• Auszug:
⟨

# ICQ-Bouncer



## YGLT (26. Juni 2006)

Guten Tag 

Ich würde gerne wissen, ob es möglich ist einen Bouncer zu programmieren(vgl.:IRC) für ICQ, sodass man, auch wenn man seinen PC ausschaltet, mit einer bestimmten Awaymessage bei andern Usern als away steht!
Oder gibt es sowas vielleicht schon?


----------



## Helmut Klein (28. Juni 2006)

Naja, ich selbst nutze CenterICQ auf einem root-Server. Ist ein text-basierter ICQ-Client für Linux - damit bin ich auch durchgehend online und eben auf away, wenn ich mal nicht da bin. 
Aber ob es da so eine Art 'Bouncer' gibt, weiß ich nicht.


----------



## YGLT (28. Juni 2006)

Von CenterICQ habe ich auch schon gelesen , jedoch weiss ich nciht so recht was ein Root-Server sein soll.
Bist du denn auch im icq, wenn du dein pc ausschaltest?


----------



## Helmut Klein (28. Juni 2006)

Das ganze würde dann eben so aussehen: http://centericq.com/misc/screenshots/
Kein Geklicke o.ä. - alles wird über die Tastatur gesteuert. Und auf die üblichen ICQ-Extras wie Spiele und grafische Smilies müsstest du auch verzichten.

Ein Root-Server ist einfach ein Server im Internet. Du bräuchtest lediglich einen Shell-Zugang zu solch einem Server und könntest dort Centericq laufen lassen.
Solange der Server online ist, bist auch du online - auch wenn dein PC aus ist.

Das ganze ließe sich auch über einen normalen IRC-Bouncer lösen. Du könntest dich einfach mit deinem Bouncer zu einem Public-Server von Bitlbee verbinden (Bitlbee ist ein Gateway zu ICQ übers IRC) und wärst dadurch auch durchgehend online.
Siehe: http://bitlbee.org/main.php/servers.html


----------



## YGLT (28. Juni 2006)

⟩

• Aufgabe: Welcher Name und welches Datum stehen über jedem einzelnen Beitrag im Forumsthread zum ICQ-Bouncer? Zähle alle in der Reihenfolge des Threads auf. Die Einträge stammen aus einer anderen Quelle als der Auszug.

• Gezeigte Einträge:
⟨

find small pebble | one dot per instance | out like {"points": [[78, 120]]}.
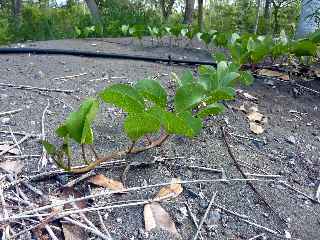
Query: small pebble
{"points": [[291, 139], [5, 120]]}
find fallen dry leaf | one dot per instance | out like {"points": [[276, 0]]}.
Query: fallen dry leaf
{"points": [[4, 147], [271, 73], [12, 166], [255, 117], [171, 191], [256, 128], [73, 232], [103, 181], [156, 217]]}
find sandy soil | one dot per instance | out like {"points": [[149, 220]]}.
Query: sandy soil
{"points": [[289, 146]]}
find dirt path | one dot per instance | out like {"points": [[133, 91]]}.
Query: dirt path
{"points": [[289, 146]]}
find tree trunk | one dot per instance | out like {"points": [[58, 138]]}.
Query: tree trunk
{"points": [[94, 10], [200, 15], [166, 8], [266, 16], [307, 22], [16, 12], [255, 30], [188, 12]]}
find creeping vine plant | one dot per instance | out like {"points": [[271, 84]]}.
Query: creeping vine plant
{"points": [[146, 107]]}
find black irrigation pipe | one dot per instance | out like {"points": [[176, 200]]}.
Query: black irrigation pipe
{"points": [[77, 53]]}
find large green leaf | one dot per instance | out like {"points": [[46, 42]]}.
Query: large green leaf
{"points": [[212, 109], [246, 78], [78, 124], [153, 91], [137, 125], [208, 77], [123, 96], [315, 37], [183, 124], [304, 48], [188, 96]]}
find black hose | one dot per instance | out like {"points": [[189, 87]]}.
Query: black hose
{"points": [[169, 60]]}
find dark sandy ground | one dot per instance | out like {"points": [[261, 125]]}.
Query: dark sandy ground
{"points": [[289, 146]]}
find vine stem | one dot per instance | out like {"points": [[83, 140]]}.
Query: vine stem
{"points": [[118, 154]]}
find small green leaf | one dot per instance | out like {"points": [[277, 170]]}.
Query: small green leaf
{"points": [[78, 124], [304, 48], [212, 109], [229, 79], [193, 125], [62, 131], [50, 148], [140, 124], [315, 37], [186, 78], [246, 78], [183, 124], [188, 96], [123, 96], [218, 57], [153, 91], [227, 93]]}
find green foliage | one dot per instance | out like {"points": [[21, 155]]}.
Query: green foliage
{"points": [[304, 48], [153, 91], [137, 125], [78, 124], [125, 97], [145, 107], [5, 35]]}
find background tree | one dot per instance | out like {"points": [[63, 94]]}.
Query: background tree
{"points": [[94, 10], [188, 13], [166, 8], [200, 14], [308, 18]]}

⟩

• Ergebnis:
1. YGLT (26. Juni 2006)
2. Helmut Klein (28. Juni 2006)
3. YGLT (28. Juni 2006)
4. Helmut Klein (28. Juni 2006)
5. YGLT (28. Juni 2006)